== Bounding box annotation entries ==
------------------------

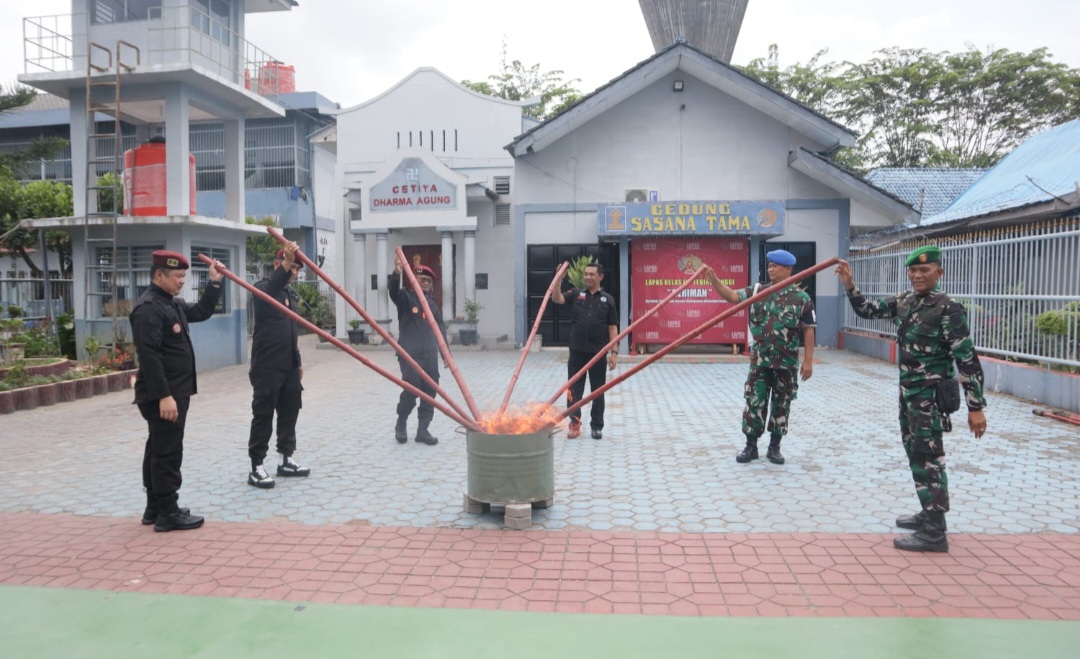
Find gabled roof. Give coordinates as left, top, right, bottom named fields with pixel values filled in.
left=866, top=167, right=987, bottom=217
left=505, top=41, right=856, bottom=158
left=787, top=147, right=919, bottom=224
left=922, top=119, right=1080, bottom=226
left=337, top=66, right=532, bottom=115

------------------------

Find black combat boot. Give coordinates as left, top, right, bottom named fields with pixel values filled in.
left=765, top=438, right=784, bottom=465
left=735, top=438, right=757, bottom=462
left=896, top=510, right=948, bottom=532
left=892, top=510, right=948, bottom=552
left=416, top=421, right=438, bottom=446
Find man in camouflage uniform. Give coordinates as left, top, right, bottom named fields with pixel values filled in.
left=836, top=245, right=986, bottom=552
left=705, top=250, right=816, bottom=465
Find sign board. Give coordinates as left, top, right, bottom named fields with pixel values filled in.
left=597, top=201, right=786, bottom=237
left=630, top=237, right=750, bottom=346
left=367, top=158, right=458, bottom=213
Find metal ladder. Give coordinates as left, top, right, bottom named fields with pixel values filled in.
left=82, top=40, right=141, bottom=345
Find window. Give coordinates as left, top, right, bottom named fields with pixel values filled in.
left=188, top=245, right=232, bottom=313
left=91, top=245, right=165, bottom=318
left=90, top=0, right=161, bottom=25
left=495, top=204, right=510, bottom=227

------------------------

== Requirements ==
From the listing above, copy out word for word the part that opens with the line containing "Find window. Give" and closes with the line containing "left=495, top=204, right=510, bottom=227".

== Full output ==
Find window. Give coordinates as left, top, right, bottom named fields with pixel values filled in.
left=188, top=245, right=232, bottom=313
left=91, top=245, right=165, bottom=318
left=90, top=0, right=161, bottom=25
left=495, top=204, right=510, bottom=227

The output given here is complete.